### [Data for processing]

# # # # # # #

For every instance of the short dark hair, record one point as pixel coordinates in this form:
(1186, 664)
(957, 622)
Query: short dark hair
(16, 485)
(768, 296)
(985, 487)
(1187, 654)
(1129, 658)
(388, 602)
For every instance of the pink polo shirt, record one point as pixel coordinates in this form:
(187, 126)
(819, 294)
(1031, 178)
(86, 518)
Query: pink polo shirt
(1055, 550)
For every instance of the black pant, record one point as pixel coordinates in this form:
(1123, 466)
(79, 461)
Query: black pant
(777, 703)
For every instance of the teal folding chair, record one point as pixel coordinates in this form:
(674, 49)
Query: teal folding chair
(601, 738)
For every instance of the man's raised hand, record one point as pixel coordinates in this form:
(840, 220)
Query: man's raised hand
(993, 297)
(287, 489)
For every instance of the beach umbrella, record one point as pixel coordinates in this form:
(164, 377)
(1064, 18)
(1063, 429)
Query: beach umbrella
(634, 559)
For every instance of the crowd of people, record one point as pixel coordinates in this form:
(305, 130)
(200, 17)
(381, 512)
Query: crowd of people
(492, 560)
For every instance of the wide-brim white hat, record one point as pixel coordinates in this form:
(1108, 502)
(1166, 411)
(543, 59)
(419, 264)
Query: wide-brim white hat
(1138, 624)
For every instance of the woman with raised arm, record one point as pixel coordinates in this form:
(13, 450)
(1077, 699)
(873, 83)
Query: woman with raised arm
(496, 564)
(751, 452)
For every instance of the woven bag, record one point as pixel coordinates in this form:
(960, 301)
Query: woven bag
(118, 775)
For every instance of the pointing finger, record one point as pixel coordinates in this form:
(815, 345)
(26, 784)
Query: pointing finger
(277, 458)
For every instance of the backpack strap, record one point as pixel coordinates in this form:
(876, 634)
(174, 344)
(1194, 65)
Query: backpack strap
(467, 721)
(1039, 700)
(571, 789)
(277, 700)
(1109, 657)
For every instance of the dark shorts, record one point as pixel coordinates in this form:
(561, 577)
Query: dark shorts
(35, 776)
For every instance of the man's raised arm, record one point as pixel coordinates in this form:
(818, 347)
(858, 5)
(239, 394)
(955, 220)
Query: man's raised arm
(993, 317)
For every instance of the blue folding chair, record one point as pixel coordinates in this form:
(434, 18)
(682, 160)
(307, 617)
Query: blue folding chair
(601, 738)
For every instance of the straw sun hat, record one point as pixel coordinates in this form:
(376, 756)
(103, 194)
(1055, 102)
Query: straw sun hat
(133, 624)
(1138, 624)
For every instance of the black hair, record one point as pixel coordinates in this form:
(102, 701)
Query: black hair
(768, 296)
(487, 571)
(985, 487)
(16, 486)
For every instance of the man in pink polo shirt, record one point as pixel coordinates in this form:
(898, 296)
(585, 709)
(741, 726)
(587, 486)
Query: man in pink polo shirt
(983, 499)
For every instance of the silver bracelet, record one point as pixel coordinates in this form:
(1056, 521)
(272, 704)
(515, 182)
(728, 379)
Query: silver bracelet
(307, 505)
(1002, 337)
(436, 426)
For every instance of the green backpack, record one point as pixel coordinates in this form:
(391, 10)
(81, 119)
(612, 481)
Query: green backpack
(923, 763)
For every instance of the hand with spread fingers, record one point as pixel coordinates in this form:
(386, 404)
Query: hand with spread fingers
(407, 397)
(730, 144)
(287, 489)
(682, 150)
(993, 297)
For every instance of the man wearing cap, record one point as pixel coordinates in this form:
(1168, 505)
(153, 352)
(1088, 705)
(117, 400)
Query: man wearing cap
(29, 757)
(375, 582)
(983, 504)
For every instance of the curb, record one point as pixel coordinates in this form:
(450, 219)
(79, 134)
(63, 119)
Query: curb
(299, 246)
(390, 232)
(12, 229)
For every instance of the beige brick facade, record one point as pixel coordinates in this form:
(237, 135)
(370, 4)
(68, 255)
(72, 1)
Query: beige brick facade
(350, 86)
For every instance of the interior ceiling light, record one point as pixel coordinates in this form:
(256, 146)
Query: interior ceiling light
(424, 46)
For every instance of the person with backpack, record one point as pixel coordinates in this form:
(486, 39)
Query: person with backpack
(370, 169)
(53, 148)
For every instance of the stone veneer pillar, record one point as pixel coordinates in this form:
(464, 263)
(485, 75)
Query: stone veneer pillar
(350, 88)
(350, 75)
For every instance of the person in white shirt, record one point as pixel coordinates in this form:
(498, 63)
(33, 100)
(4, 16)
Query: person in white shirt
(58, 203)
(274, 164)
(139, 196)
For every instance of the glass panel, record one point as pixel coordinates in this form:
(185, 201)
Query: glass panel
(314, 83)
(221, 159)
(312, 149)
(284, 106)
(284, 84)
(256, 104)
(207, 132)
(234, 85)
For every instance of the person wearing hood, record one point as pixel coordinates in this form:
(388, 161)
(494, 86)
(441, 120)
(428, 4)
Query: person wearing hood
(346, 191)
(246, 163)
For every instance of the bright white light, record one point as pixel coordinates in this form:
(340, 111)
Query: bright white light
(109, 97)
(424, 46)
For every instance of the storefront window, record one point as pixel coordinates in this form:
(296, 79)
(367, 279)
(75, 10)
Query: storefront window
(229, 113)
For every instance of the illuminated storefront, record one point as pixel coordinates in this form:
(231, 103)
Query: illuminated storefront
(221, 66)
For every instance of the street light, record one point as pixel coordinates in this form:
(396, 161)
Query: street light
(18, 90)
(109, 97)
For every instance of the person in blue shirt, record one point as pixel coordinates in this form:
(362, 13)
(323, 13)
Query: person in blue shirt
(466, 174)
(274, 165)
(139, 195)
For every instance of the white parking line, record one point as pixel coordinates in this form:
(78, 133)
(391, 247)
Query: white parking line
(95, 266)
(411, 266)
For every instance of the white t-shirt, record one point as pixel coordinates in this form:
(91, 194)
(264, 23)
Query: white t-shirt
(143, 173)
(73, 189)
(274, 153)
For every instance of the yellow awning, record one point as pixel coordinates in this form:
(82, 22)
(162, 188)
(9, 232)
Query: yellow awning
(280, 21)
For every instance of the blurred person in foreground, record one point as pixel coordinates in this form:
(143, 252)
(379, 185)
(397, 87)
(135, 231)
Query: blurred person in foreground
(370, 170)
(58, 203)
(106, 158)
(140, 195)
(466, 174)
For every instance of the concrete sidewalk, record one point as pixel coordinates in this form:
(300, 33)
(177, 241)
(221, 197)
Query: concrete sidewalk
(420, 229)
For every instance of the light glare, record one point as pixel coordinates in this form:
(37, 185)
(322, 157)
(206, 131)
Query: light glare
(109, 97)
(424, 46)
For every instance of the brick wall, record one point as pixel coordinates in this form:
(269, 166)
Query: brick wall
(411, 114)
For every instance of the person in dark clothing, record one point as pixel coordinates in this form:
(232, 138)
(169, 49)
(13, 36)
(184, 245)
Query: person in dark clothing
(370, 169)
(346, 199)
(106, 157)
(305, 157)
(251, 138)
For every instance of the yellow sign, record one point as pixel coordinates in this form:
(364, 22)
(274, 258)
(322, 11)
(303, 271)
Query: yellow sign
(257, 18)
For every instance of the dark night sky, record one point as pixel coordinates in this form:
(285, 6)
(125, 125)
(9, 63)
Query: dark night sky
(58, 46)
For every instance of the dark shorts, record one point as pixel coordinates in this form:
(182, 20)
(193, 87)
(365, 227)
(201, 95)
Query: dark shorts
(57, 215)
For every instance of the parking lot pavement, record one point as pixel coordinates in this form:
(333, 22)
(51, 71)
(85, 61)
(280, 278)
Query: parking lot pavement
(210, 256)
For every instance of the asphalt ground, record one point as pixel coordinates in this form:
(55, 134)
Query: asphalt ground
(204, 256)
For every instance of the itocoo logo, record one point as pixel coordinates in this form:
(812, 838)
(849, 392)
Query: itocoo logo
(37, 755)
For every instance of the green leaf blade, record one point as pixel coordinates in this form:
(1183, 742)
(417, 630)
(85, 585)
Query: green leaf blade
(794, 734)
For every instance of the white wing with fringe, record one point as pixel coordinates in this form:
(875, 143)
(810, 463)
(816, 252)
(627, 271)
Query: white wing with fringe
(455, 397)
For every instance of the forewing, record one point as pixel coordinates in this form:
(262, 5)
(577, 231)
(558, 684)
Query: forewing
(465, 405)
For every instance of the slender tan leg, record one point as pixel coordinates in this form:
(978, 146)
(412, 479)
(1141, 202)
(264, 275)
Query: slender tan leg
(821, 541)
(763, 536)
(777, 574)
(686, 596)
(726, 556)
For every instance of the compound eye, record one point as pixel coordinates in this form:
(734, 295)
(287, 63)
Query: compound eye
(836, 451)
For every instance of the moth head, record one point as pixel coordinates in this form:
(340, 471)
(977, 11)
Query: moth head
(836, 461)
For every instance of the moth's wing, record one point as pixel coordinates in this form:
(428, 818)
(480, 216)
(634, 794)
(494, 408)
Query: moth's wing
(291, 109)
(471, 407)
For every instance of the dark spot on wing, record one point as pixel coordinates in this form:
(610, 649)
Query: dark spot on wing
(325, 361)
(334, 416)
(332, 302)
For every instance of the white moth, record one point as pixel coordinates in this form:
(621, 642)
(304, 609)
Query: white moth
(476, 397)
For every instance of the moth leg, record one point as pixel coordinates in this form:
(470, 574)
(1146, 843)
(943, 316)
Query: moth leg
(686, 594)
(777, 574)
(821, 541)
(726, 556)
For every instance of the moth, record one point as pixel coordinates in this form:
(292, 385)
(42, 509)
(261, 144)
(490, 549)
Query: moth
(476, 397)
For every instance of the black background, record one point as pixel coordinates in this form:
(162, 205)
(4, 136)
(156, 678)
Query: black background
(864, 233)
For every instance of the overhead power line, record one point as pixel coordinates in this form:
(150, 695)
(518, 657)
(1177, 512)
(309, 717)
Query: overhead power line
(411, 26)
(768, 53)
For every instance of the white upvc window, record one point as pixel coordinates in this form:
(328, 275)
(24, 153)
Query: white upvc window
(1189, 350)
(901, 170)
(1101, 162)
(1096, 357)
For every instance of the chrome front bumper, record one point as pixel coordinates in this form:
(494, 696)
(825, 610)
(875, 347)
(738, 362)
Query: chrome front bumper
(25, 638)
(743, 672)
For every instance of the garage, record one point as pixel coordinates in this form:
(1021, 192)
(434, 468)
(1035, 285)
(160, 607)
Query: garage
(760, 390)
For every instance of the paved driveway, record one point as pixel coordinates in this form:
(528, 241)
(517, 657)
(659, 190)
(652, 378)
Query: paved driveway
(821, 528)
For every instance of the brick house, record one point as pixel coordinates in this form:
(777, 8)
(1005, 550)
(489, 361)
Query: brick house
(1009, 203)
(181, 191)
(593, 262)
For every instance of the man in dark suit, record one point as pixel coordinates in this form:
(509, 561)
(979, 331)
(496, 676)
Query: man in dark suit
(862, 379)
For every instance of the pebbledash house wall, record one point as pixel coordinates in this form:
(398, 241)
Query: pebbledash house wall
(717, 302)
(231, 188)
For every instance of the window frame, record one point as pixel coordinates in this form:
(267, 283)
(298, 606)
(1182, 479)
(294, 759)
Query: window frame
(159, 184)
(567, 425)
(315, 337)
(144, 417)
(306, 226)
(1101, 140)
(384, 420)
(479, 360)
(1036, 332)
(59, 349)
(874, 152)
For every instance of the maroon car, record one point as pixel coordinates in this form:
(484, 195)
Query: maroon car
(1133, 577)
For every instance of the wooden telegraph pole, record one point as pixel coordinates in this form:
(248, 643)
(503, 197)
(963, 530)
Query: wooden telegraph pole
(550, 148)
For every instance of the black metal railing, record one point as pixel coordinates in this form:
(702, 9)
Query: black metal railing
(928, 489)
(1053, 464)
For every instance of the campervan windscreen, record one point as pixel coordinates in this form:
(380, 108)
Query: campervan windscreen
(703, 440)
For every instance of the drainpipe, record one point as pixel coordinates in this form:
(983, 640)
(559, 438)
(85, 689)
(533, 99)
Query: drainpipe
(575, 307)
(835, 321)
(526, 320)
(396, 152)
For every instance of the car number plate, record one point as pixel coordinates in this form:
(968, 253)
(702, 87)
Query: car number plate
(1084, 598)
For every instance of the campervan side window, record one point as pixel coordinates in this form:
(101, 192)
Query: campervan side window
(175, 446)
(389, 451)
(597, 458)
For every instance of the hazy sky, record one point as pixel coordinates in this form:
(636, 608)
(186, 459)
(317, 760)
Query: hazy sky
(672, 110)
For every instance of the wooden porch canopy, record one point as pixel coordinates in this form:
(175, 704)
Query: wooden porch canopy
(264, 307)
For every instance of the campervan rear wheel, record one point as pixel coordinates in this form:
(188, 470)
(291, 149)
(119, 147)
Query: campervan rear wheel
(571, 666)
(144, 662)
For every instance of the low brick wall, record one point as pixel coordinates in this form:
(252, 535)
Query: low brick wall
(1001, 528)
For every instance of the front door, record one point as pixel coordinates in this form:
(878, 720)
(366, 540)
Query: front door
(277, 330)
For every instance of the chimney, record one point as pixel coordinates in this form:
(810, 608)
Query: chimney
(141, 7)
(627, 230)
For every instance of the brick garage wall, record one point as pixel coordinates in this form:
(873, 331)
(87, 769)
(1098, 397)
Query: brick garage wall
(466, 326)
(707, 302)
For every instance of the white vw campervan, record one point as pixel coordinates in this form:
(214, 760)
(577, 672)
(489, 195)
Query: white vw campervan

# # # # # # #

### [Short task]
Convert the lines from the one containing "For every instance of the drainpipe, record" through the one containing "(1084, 598)", inclusive, into a Markdown table with the columns Entry and Line text. Number each line in the Entry column and leave out any blank lines.

### [Response to this exercise]
| Entry | Line text |
|---|---|
| 1 | For every instance of the drainpipe, record one point as pixel coordinates in this form: |
| 2 | (983, 640) |
| 3 | (559, 438) |
| 4 | (85, 689) |
| 5 | (533, 99) |
| 6 | Query: drainpipe |
| 7 | (575, 307) |
| 8 | (835, 321) |
| 9 | (526, 320) |
| 10 | (396, 152) |
| 11 | For every instance of the car number plate, record one point as pixel coordinates in this form: |
| 12 | (968, 253) |
| 13 | (702, 87) |
| 14 | Query: car number plate |
| 15 | (1084, 598) |